-------- AVAILABLE RECORDS
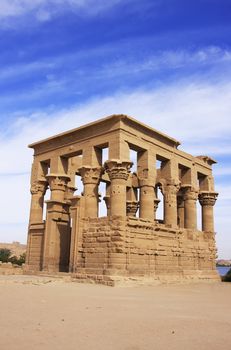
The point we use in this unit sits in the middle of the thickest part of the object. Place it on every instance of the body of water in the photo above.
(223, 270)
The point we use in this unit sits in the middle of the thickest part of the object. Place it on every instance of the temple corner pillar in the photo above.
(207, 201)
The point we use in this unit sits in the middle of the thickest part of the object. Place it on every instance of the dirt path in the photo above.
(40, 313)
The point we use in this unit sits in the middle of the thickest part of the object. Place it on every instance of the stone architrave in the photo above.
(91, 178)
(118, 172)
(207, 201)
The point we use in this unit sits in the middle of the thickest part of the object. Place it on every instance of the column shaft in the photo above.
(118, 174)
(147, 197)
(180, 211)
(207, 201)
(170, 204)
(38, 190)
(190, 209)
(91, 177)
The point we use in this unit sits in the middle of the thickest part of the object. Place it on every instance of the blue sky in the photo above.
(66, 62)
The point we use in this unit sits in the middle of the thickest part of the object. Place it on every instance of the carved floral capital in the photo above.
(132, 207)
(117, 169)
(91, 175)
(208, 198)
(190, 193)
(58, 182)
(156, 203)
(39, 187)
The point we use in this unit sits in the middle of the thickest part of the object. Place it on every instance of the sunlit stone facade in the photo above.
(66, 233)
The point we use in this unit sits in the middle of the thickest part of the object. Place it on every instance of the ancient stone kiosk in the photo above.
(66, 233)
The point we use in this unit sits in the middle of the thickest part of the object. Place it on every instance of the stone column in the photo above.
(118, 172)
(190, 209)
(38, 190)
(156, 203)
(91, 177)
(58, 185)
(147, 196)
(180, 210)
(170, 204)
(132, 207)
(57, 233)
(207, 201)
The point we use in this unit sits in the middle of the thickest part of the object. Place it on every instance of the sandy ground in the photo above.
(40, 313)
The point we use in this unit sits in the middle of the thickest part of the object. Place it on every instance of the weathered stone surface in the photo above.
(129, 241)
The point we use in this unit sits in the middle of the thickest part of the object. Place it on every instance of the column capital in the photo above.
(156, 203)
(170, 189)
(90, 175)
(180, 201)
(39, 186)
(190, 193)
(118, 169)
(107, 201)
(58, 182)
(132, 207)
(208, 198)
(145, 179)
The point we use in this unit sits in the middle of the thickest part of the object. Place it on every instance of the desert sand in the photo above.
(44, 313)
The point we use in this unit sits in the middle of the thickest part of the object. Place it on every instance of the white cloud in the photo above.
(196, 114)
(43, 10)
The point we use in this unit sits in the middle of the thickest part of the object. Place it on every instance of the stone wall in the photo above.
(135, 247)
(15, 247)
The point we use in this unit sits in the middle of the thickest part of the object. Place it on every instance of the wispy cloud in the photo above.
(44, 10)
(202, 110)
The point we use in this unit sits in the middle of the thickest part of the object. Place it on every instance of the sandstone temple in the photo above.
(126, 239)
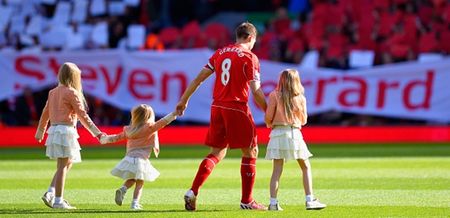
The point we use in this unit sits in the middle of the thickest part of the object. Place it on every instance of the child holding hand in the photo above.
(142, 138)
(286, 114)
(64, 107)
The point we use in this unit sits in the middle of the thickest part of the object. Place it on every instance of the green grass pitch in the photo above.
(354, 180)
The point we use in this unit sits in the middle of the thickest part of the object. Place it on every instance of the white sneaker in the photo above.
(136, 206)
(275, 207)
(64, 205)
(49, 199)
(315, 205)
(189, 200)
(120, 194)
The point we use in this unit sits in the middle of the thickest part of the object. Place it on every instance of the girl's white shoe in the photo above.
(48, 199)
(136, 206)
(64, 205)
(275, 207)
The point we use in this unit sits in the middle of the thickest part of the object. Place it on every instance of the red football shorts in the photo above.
----------------
-------- AVAILABLE RECORDS
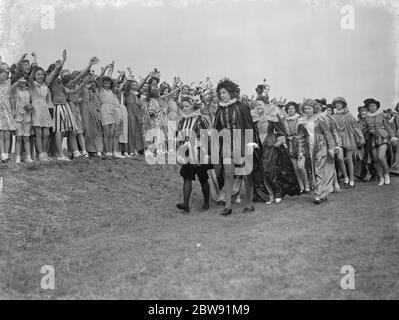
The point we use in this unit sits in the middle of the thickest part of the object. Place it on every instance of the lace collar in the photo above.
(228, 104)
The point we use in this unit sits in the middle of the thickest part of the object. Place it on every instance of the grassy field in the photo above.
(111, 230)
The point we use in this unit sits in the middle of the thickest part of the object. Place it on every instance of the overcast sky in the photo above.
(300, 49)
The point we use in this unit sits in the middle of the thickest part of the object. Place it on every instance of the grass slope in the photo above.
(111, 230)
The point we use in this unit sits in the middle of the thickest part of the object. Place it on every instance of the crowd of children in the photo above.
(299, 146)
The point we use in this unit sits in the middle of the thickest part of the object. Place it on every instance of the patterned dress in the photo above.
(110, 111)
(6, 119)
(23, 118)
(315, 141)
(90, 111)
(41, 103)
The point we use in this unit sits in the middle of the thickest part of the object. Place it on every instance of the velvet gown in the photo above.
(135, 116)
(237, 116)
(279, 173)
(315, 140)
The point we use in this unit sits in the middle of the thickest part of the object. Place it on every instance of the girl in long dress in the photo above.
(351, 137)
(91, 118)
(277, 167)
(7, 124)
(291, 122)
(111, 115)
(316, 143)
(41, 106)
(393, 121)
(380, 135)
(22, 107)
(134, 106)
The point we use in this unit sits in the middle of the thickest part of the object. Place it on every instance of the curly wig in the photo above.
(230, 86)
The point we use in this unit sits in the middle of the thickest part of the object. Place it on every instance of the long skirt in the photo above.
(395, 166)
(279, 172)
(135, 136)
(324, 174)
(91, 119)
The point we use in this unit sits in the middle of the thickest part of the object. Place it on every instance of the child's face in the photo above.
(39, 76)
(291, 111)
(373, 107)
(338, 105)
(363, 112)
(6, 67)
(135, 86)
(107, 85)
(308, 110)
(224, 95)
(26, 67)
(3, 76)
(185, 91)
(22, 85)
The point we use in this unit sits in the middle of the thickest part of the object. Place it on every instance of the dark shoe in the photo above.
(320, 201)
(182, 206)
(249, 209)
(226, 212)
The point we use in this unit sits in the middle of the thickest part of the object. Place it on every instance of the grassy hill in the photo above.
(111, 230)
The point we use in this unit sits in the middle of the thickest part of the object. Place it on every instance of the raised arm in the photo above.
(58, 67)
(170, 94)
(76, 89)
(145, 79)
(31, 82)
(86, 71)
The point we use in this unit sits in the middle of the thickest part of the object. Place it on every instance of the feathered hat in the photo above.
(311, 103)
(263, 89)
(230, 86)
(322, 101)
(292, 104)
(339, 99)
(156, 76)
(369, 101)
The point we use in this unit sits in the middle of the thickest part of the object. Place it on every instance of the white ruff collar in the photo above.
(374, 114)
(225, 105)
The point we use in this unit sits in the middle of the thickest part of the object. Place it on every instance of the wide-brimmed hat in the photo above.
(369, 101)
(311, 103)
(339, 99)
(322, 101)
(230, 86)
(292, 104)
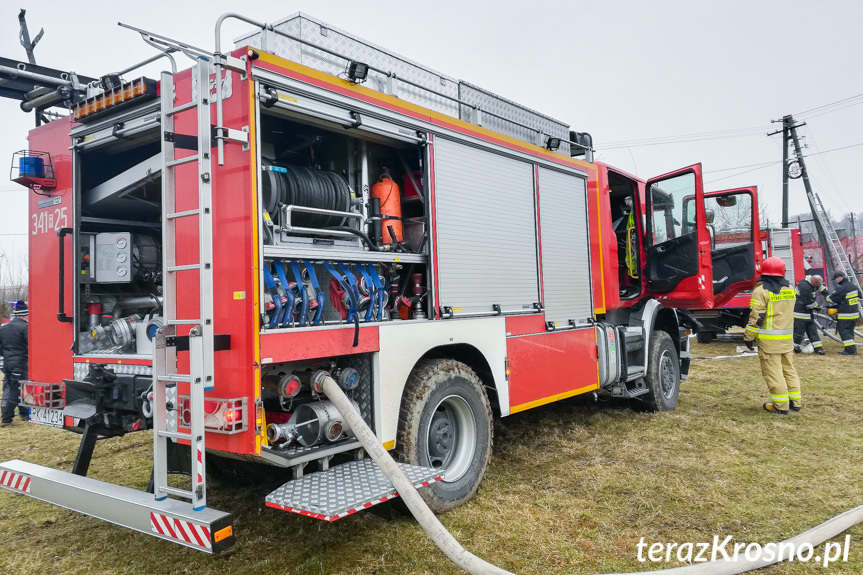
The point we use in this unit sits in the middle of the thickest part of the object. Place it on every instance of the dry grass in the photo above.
----------------
-------- AVAILABLE RECORDS
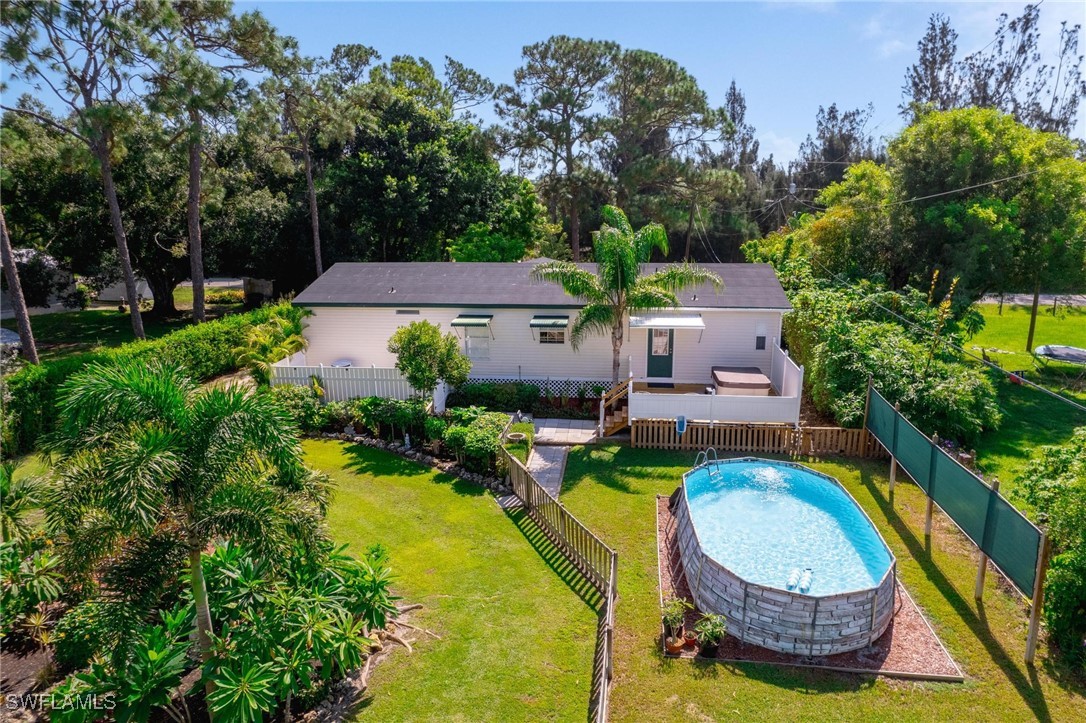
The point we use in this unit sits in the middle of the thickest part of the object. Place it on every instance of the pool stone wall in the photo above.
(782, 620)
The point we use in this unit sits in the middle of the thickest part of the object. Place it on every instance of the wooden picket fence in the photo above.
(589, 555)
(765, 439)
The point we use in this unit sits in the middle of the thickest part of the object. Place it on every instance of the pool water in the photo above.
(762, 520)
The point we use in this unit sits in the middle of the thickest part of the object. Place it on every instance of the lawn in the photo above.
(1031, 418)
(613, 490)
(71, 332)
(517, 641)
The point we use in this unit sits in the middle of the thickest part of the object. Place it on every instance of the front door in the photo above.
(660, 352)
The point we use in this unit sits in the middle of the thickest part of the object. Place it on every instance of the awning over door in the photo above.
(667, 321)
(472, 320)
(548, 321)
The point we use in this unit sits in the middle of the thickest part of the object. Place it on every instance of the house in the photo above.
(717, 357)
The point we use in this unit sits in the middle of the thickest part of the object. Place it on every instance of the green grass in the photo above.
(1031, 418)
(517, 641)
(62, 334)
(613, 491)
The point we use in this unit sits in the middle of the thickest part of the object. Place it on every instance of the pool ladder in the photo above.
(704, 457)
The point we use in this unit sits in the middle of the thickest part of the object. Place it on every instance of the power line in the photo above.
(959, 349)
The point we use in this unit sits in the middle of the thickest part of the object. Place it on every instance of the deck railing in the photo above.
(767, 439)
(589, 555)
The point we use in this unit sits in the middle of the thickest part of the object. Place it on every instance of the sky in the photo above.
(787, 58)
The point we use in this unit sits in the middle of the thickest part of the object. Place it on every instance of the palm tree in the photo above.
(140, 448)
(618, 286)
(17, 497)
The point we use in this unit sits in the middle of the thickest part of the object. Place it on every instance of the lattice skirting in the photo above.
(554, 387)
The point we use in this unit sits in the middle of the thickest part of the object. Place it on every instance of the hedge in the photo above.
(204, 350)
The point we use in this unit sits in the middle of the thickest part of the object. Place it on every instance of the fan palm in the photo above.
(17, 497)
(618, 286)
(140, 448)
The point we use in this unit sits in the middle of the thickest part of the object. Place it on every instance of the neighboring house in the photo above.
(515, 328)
----------------
Show each line of the data above that contains the string "temple", treating uppercase and lowercase as different.

The point we use in this unit sits in the middle of the thickest part of the object. Place it on every instance of the temple corner pillar in the photo above.
The point we use in this unit sits in the middle of the thickest part of the object. Place it on every instance of the sandstone temple in the photo above.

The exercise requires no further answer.